* Task objective
Quote, word for word, only the lines running from the line with "of the varnished" through the end of the listing. Leave out the pictures.

* begin Extracted material *

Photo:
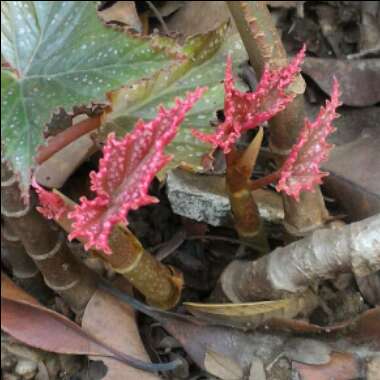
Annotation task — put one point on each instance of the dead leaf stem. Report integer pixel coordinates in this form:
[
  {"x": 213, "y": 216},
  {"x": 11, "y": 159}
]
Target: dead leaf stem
[
  {"x": 322, "y": 255},
  {"x": 47, "y": 248},
  {"x": 264, "y": 46}
]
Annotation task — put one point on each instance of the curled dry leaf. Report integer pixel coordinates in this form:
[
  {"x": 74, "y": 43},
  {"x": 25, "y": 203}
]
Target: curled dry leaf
[
  {"x": 250, "y": 315},
  {"x": 26, "y": 320},
  {"x": 342, "y": 366},
  {"x": 245, "y": 111},
  {"x": 113, "y": 323},
  {"x": 222, "y": 366},
  {"x": 359, "y": 80},
  {"x": 122, "y": 12}
]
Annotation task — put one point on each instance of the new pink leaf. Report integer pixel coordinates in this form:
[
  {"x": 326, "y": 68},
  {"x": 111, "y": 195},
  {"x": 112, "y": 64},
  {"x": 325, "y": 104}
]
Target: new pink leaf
[
  {"x": 243, "y": 111},
  {"x": 52, "y": 205},
  {"x": 301, "y": 170},
  {"x": 125, "y": 172}
]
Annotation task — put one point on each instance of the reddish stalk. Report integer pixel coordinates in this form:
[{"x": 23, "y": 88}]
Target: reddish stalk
[
  {"x": 66, "y": 137},
  {"x": 264, "y": 181},
  {"x": 264, "y": 46}
]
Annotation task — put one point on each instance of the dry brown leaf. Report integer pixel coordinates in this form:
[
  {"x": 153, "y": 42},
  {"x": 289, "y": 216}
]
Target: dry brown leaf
[
  {"x": 10, "y": 290},
  {"x": 113, "y": 322},
  {"x": 342, "y": 366},
  {"x": 222, "y": 366},
  {"x": 248, "y": 315},
  {"x": 363, "y": 329},
  {"x": 359, "y": 81},
  {"x": 26, "y": 320},
  {"x": 54, "y": 172}
]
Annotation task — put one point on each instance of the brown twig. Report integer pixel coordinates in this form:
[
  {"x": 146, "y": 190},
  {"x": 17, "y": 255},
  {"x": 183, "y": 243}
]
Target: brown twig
[
  {"x": 66, "y": 137},
  {"x": 292, "y": 269},
  {"x": 160, "y": 284},
  {"x": 264, "y": 181},
  {"x": 47, "y": 248},
  {"x": 22, "y": 266},
  {"x": 264, "y": 46}
]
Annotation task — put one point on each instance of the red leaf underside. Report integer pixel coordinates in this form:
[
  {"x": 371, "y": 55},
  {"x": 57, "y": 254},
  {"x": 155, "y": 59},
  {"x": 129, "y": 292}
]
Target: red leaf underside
[
  {"x": 52, "y": 205},
  {"x": 245, "y": 111},
  {"x": 301, "y": 170},
  {"x": 125, "y": 172}
]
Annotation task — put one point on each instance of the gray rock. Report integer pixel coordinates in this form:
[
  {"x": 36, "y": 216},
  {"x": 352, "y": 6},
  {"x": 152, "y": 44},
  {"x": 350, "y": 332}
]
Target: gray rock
[{"x": 203, "y": 198}]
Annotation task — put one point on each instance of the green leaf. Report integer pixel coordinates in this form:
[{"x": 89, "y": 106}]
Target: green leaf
[
  {"x": 62, "y": 56},
  {"x": 204, "y": 66}
]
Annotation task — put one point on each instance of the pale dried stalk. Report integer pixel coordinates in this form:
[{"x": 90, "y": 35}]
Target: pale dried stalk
[
  {"x": 160, "y": 284},
  {"x": 21, "y": 265},
  {"x": 264, "y": 46},
  {"x": 292, "y": 269},
  {"x": 47, "y": 248}
]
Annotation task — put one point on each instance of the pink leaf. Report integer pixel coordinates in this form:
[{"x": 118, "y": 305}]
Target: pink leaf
[
  {"x": 125, "y": 172},
  {"x": 52, "y": 205},
  {"x": 245, "y": 111},
  {"x": 301, "y": 170}
]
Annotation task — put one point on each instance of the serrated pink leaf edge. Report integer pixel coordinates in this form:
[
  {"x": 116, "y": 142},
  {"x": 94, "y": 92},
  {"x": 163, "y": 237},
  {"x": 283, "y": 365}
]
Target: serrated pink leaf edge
[{"x": 301, "y": 170}]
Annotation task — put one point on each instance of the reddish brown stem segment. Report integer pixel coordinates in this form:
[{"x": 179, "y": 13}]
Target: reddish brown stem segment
[
  {"x": 22, "y": 266},
  {"x": 160, "y": 284},
  {"x": 264, "y": 181},
  {"x": 66, "y": 137},
  {"x": 61, "y": 272},
  {"x": 247, "y": 219},
  {"x": 264, "y": 46}
]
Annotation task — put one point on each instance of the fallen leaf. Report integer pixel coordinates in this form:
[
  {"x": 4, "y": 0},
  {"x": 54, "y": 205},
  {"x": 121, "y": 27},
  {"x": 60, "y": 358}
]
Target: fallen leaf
[
  {"x": 87, "y": 60},
  {"x": 309, "y": 351},
  {"x": 114, "y": 323},
  {"x": 369, "y": 287},
  {"x": 362, "y": 329},
  {"x": 26, "y": 320},
  {"x": 342, "y": 366},
  {"x": 353, "y": 180},
  {"x": 248, "y": 315},
  {"x": 54, "y": 172},
  {"x": 359, "y": 80},
  {"x": 222, "y": 366}
]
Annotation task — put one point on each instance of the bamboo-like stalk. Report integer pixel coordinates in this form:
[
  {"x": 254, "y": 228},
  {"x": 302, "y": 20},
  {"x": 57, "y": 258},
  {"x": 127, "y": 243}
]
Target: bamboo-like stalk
[
  {"x": 47, "y": 248},
  {"x": 292, "y": 269},
  {"x": 160, "y": 284},
  {"x": 66, "y": 137},
  {"x": 264, "y": 46},
  {"x": 245, "y": 212},
  {"x": 22, "y": 266}
]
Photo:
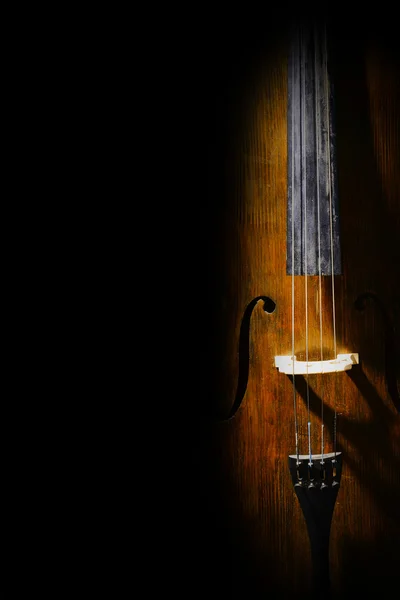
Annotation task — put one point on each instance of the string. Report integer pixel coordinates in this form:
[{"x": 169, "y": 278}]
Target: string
[
  {"x": 331, "y": 234},
  {"x": 303, "y": 160},
  {"x": 294, "y": 386},
  {"x": 317, "y": 132}
]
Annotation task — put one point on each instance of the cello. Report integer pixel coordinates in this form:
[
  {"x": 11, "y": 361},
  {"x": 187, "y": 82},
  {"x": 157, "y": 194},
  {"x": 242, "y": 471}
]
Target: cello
[{"x": 304, "y": 457}]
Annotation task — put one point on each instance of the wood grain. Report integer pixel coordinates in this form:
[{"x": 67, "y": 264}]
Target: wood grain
[{"x": 265, "y": 548}]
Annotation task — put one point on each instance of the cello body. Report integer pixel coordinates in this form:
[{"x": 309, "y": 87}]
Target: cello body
[{"x": 260, "y": 543}]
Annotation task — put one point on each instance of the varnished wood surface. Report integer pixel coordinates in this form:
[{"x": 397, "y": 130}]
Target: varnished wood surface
[{"x": 258, "y": 540}]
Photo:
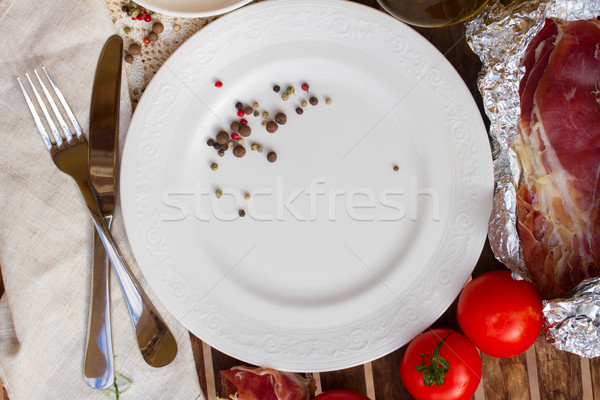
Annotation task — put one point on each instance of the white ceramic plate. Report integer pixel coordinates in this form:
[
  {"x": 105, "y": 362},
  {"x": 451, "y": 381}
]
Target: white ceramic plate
[
  {"x": 308, "y": 282},
  {"x": 192, "y": 8}
]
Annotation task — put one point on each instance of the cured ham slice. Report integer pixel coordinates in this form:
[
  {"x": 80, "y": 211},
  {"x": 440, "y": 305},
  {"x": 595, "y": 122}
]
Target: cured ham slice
[
  {"x": 558, "y": 205},
  {"x": 245, "y": 383}
]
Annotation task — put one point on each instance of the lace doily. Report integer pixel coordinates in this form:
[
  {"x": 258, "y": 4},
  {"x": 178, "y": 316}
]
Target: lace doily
[{"x": 153, "y": 55}]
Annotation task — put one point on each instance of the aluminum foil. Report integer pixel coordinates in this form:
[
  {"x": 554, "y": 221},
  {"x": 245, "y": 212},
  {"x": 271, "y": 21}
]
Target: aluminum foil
[{"x": 499, "y": 35}]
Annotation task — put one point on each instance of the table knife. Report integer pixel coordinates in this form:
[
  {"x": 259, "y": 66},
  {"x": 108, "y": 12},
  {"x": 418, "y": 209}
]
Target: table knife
[
  {"x": 98, "y": 368},
  {"x": 157, "y": 344}
]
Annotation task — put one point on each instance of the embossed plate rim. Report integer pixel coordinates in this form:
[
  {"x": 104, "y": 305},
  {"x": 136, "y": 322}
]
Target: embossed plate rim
[{"x": 391, "y": 327}]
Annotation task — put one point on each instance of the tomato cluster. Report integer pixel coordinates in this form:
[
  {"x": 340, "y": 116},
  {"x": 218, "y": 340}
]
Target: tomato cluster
[{"x": 498, "y": 314}]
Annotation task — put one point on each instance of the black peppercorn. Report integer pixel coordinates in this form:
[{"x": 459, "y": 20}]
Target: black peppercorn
[
  {"x": 245, "y": 130},
  {"x": 281, "y": 118},
  {"x": 272, "y": 126}
]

* end Extracted material *

* The reply
Annotation task — put one point on each instance of the varnished wood surface. Report integer pixel coordinates in this form:
[{"x": 397, "y": 130}]
Target: varnished wood surface
[{"x": 258, "y": 540}]
Photo:
Annotation task — put one point on each instance of the white ceramic plate. Report integer pixel coordinates in this form:
[
  {"x": 105, "y": 362},
  {"x": 451, "y": 381}
]
Target: white ceramic plate
[
  {"x": 308, "y": 282},
  {"x": 192, "y": 8}
]
Annotation task — put one point on each instance of the cured ham slice. Report integer pixel coordinates in this form:
[
  {"x": 80, "y": 211},
  {"x": 440, "y": 305},
  {"x": 595, "y": 122}
]
Target: cured ham slice
[
  {"x": 558, "y": 205},
  {"x": 245, "y": 383}
]
Annotation task — put one point on each instance of the lace doily. Report integer pixel coordinates in this form:
[
  {"x": 258, "y": 4},
  {"x": 178, "y": 316}
]
Target: lace doily
[{"x": 153, "y": 55}]
Annotation task — put one point on each instance of the aluminum foil. Report integer pixel coordinates in this form:
[
  {"x": 554, "y": 221},
  {"x": 245, "y": 212},
  {"x": 271, "y": 21}
]
Target: aluminum foil
[{"x": 499, "y": 35}]
Annotation task — put one point on each instance of the table knife. Report integer pixel coordinates in this form:
[
  {"x": 259, "y": 66},
  {"x": 108, "y": 12},
  {"x": 418, "y": 209}
]
Target: table knife
[
  {"x": 98, "y": 368},
  {"x": 157, "y": 344}
]
Annotation task — put one point on each instance of the embossed plate rim. Report integer pixel coordinates in this form:
[
  {"x": 104, "y": 305},
  {"x": 136, "y": 322}
]
Target: embossed plate rim
[{"x": 391, "y": 327}]
Annotation task — put one point on each instance of the tomato cluster. Report integer pixel coordinates in this form:
[
  {"x": 340, "y": 116},
  {"x": 218, "y": 340}
]
Target: tomato cluster
[{"x": 498, "y": 314}]
Annotation task — put one point on each instance of the black peppercorn. Report integer pixel coordinates in this form:
[{"x": 459, "y": 20}]
Target: black peppercorn
[
  {"x": 245, "y": 130},
  {"x": 281, "y": 118},
  {"x": 272, "y": 126}
]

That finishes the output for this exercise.